_Material provided_
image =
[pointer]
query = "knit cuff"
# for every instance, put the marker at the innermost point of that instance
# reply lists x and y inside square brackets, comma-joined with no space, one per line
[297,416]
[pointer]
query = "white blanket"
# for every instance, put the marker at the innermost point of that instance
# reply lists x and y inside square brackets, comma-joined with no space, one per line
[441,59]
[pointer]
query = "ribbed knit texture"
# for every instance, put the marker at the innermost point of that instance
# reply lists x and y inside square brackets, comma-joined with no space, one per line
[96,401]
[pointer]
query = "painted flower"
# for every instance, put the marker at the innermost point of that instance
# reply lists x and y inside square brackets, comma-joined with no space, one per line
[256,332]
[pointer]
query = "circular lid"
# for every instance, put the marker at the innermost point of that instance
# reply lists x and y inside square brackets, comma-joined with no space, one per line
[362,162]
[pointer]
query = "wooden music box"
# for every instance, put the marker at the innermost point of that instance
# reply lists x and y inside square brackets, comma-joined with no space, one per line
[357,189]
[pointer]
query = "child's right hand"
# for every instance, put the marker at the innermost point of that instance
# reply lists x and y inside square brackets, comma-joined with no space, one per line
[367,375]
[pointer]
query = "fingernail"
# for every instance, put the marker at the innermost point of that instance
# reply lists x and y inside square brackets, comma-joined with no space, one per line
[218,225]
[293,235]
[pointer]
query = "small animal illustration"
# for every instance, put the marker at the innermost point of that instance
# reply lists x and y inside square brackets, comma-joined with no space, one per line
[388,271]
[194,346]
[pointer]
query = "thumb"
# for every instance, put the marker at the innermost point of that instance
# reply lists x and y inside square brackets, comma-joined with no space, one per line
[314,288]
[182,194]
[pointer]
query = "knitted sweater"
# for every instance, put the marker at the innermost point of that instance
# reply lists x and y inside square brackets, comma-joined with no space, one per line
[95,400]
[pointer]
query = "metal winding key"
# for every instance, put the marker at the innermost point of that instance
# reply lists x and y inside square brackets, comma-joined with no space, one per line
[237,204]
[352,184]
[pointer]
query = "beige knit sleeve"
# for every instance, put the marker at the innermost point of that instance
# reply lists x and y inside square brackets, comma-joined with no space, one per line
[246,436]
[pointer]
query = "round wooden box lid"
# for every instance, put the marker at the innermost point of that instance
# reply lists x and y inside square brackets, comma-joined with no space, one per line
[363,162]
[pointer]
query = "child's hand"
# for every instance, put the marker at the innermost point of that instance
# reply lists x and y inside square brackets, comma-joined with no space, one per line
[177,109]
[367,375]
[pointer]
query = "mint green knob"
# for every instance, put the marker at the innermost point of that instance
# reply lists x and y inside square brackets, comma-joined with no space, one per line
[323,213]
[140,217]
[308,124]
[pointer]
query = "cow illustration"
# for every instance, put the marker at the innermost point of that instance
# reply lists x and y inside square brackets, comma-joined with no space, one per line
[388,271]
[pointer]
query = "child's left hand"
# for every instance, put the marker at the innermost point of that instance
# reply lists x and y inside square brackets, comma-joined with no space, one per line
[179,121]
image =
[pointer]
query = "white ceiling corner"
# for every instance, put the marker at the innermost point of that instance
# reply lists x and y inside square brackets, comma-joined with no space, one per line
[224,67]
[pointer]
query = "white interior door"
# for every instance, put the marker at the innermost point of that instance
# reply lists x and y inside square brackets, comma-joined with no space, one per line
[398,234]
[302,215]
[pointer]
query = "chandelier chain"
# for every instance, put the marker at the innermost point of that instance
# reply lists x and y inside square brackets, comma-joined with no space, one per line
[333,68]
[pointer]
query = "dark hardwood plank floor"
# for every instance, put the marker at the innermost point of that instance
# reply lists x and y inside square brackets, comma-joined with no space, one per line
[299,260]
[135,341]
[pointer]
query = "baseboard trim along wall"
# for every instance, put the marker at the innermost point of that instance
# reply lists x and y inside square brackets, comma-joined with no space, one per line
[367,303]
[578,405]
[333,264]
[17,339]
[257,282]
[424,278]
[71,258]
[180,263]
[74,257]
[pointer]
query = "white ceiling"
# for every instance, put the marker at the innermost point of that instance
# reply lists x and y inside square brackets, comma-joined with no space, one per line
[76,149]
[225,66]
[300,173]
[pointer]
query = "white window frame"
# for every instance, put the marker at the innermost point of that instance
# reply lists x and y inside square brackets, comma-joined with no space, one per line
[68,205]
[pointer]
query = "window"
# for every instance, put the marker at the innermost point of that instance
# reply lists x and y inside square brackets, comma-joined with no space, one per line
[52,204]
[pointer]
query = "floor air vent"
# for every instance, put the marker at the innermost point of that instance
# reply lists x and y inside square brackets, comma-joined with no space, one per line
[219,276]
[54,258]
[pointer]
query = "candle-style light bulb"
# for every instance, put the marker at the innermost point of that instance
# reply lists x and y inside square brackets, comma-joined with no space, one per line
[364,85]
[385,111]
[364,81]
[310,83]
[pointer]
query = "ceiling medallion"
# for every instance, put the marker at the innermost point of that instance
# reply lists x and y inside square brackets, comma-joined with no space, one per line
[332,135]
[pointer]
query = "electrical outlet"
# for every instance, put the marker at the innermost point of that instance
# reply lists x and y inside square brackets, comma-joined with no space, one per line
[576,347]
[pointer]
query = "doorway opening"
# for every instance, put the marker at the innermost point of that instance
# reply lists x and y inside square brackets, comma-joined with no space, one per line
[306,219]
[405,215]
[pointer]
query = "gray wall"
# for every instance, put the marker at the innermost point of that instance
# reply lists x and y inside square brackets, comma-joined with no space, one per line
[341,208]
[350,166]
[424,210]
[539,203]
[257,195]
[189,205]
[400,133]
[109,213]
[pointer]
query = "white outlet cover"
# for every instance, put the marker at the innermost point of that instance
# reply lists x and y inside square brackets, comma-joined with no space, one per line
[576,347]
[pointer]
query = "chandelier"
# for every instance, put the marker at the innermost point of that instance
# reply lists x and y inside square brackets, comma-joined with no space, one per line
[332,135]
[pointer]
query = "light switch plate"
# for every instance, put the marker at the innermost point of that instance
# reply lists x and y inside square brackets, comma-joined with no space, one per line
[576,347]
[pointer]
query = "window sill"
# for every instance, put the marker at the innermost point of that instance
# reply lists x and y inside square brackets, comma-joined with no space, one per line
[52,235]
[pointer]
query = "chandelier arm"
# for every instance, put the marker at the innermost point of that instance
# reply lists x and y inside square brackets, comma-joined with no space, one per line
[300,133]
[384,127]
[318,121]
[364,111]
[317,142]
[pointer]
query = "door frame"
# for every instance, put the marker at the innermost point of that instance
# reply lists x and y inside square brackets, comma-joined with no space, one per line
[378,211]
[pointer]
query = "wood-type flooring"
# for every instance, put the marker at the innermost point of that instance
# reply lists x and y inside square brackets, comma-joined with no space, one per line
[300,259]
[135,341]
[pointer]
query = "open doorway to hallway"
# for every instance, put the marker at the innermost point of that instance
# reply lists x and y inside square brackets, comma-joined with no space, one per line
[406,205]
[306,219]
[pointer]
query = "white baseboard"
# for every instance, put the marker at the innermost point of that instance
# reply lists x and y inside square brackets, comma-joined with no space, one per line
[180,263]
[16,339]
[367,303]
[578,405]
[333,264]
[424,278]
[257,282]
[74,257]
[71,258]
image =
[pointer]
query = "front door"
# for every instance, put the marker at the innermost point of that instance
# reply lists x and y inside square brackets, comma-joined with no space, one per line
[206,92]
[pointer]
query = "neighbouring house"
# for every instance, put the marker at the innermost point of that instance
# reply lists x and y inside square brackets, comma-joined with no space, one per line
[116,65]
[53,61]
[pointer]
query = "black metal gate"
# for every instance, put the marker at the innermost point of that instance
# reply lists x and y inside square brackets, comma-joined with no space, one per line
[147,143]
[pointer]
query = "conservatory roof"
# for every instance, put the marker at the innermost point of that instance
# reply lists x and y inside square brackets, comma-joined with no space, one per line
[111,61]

_Exercise_
Please gather every line of the material above that contains the string "illustration". Case counts.

_Exercise answer_
query = "small animal illustration"
query = "cow illustration"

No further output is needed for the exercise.